Recorded data:
━━━━━━━━━━
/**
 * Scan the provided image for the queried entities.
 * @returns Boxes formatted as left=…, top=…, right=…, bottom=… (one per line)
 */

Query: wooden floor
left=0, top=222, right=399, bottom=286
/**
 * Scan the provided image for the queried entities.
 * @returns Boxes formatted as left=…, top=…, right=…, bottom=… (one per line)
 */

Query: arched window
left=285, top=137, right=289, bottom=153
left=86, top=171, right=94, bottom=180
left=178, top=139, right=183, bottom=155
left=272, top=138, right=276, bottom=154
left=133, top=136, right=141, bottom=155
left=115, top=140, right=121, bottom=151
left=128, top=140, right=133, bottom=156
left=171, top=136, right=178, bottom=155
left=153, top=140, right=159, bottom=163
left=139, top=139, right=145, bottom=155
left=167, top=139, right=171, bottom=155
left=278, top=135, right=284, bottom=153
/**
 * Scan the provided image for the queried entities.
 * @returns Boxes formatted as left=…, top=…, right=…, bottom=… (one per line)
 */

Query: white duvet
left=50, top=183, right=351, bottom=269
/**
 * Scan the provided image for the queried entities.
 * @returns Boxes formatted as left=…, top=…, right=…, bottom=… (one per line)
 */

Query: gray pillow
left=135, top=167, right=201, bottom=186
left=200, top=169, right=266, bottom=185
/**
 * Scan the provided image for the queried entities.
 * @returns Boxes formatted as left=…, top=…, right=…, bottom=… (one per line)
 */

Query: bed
━━━━━━━━━━
• **THE TASK**
Output all records exactly, with nothing added or dropped.

• **YOUR RESPONSE**
/**
 * Scan the provided image for the queried entities.
 * @returns Boxes formatted as left=…, top=…, right=…, bottom=… (one per line)
 */

Query: wooden floor
left=0, top=222, right=399, bottom=286
/**
 * Scan the provided image for the queried entities.
 * @returns Boxes formatted as left=…, top=…, right=…, bottom=… (one per line)
 */

Query: arched window
left=285, top=137, right=289, bottom=153
left=86, top=171, right=94, bottom=180
left=178, top=139, right=183, bottom=155
left=272, top=138, right=276, bottom=154
left=133, top=136, right=141, bottom=155
left=115, top=140, right=121, bottom=151
left=128, top=140, right=133, bottom=156
left=171, top=136, right=178, bottom=155
left=153, top=140, right=159, bottom=163
left=139, top=139, right=145, bottom=155
left=167, top=139, right=171, bottom=155
left=278, top=135, right=284, bottom=153
/**
 * Scan the provided image for the queried entities.
 * @returns Boxes formatted as left=…, top=…, right=…, bottom=… (one per line)
 */

Query: white duvet
left=50, top=183, right=351, bottom=269
/**
 * Scan the provided image for the queried entities.
 * @returns Boxes formatted as left=…, top=…, right=…, bottom=… (one per line)
 */

Query: gray pillow
left=135, top=167, right=201, bottom=186
left=200, top=169, right=266, bottom=185
/**
 * Scan the provided image for the queried entities.
 * @returns Boxes formatted as left=…, top=…, right=…, bottom=… (one per line)
 */

Query: bed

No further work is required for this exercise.